* _What this task involves_: Read the text about TARP and list every economic trouble its last paragraph names as happening this year under the Treasury head.

* _Text to read_:
The Whirl According to TARP
"It sounded an excellent plan, no doubt, and very neatly and simply arranged; the only difficulty was, that she had not the smallest idea how to set about it." - Lewis Carroll, Alice in Wonderland
One of the more curious spectacles that has accompanied our recent descent into the economic inferno has been the rather frequent sight of reporters, especially the ones from financial news channel CNBC-TV, earnestly asking Treasury Secretary Hank Paulson if he would consider staying on in his post in the next administration.
Now, either said reporters are not getting out of the house enough, or we are missing something here. If one stands back just a little bit from the bar, what it looks like to us is that until this year, the guy we thought was running the Treasury spent most of his time watching the dollar collapse while telling anybody who would listen that we had a strong-dollar policy.
You can argue that that's not an entirely fair charge, as anybody who runs the department is pretty much precluded from saying that they don't care about a strong dollar, regardless of what their boss thinks (or in this particular case, didn't think). Well then, in the interests of fair play and our belief in not shooting the fish in the barrel, we're willing to put that one aside. For now.
But the guy that we thought was running the Treasury this year has also presided over the disappearance of three of the country's oldest and largest investment banks, probably the largest credit freeze since the Great Depression, and what may well turn out to be the most severe recession since that same depression. Did we mention that the two largest investment banks were also forced to abandon their investment bank status, or that our domestic auto industry is hanging on by the thinnest of threads?

* _Source data_:
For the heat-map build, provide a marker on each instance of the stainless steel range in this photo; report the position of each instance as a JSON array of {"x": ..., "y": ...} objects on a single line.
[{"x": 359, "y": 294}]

* _Worked answer_:
- The disappearance of three of the country's oldest and largest investment banks
- Probably the largest credit freeze since the Great Depression
- What may turn out to be the most severe recession since that same depression
- The two largest investment banks being forced to abandon their investment bank status
- The domestic auto industry hanging on by the thinnest of threads